• **Records shown**

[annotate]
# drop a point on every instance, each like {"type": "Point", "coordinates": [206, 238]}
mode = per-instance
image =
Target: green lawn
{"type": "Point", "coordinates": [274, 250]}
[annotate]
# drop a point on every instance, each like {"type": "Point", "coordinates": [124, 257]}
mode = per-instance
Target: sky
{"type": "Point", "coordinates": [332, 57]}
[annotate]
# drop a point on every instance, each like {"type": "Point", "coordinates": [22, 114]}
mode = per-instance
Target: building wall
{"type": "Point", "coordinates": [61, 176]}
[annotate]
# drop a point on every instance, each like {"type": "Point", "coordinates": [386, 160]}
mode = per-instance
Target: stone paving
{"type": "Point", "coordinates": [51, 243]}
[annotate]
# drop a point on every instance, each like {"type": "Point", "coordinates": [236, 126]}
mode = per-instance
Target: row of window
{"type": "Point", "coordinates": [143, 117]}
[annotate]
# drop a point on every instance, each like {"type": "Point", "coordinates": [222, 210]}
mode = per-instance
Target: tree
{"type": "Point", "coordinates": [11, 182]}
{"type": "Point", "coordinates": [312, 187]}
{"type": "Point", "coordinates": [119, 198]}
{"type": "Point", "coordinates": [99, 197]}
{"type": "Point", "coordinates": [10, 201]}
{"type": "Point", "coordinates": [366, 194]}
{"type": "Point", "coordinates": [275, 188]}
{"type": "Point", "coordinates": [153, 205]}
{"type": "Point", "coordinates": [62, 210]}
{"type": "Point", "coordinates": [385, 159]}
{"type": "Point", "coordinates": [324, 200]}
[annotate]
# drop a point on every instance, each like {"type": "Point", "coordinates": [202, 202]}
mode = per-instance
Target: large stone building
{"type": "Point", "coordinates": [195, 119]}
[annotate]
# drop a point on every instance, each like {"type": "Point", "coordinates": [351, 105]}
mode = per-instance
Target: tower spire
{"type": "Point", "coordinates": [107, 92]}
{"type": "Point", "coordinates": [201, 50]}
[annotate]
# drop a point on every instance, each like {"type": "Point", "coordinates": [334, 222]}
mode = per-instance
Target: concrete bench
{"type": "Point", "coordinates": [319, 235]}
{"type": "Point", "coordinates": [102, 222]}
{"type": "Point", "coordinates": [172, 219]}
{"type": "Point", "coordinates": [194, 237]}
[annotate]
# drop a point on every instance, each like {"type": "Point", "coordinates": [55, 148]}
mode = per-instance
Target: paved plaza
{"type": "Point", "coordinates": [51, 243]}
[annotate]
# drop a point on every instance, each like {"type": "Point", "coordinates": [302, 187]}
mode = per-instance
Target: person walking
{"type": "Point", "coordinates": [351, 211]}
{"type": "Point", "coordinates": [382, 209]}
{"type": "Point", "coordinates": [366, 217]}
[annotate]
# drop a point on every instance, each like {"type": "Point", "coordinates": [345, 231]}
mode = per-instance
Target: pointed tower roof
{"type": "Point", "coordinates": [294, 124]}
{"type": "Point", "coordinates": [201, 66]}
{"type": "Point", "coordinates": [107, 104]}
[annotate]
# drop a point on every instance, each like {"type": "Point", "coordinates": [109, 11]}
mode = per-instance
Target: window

• **Exercise details**
Write out the data a second time, exactly the same.

• **Completed exercise**
[annotate]
# drop a point on every instance, each like {"type": "Point", "coordinates": [206, 238]}
mode = per-instance
image =
Target: green lawn
{"type": "Point", "coordinates": [274, 250]}
[annotate]
# drop a point on every instance, each like {"type": "Point", "coordinates": [124, 257]}
mode = per-instance
Target: sky
{"type": "Point", "coordinates": [332, 57]}
[annotate]
# drop a point on every instance, each like {"type": "Point", "coordinates": [22, 114]}
mode = per-instance
Target: building wall
{"type": "Point", "coordinates": [61, 176]}
[annotate]
# drop a point on every instance, each like {"type": "Point", "coordinates": [386, 160]}
mode = per-instance
Target: stone paving
{"type": "Point", "coordinates": [51, 243]}
[annotate]
# drop a point on every instance, each like {"type": "Point", "coordinates": [236, 126]}
mode = per-instance
Target: row of window
{"type": "Point", "coordinates": [143, 117]}
[annotate]
# drop a point on every instance, each like {"type": "Point", "coordinates": [222, 210]}
mode = per-instance
Target: tree
{"type": "Point", "coordinates": [11, 182]}
{"type": "Point", "coordinates": [312, 187]}
{"type": "Point", "coordinates": [119, 198]}
{"type": "Point", "coordinates": [99, 197]}
{"type": "Point", "coordinates": [10, 201]}
{"type": "Point", "coordinates": [366, 194]}
{"type": "Point", "coordinates": [275, 188]}
{"type": "Point", "coordinates": [153, 205]}
{"type": "Point", "coordinates": [62, 210]}
{"type": "Point", "coordinates": [385, 159]}
{"type": "Point", "coordinates": [324, 200]}
[annotate]
# drop a point on every instance, each like {"type": "Point", "coordinates": [202, 202]}
mode = per-instance
Target: large stone building
{"type": "Point", "coordinates": [195, 119]}
[annotate]
# drop a point on every instance, each like {"type": "Point", "coordinates": [351, 105]}
mode = per-instance
Target: tower spire
{"type": "Point", "coordinates": [107, 92]}
{"type": "Point", "coordinates": [201, 50]}
[annotate]
# drop a point on every instance, each like {"type": "Point", "coordinates": [334, 222]}
mode = per-instance
Target: concrete bench
{"type": "Point", "coordinates": [319, 235]}
{"type": "Point", "coordinates": [102, 222]}
{"type": "Point", "coordinates": [172, 219]}
{"type": "Point", "coordinates": [194, 237]}
[annotate]
# drop a point on every instance, each like {"type": "Point", "coordinates": [55, 148]}
mode = per-instance
Target: paved plaza
{"type": "Point", "coordinates": [51, 243]}
[annotate]
# drop a point on every instance, each like {"type": "Point", "coordinates": [302, 187]}
mode = per-instance
Target: person walking
{"type": "Point", "coordinates": [351, 211]}
{"type": "Point", "coordinates": [382, 209]}
{"type": "Point", "coordinates": [366, 217]}
[annotate]
# drop a point on every instance, each like {"type": "Point", "coordinates": [345, 231]}
mode = per-instance
Target: pointed tower roof
{"type": "Point", "coordinates": [294, 124]}
{"type": "Point", "coordinates": [201, 66]}
{"type": "Point", "coordinates": [107, 104]}
[annotate]
# drop a point on every instance, each like {"type": "Point", "coordinates": [109, 11]}
mode = per-instance
Target: window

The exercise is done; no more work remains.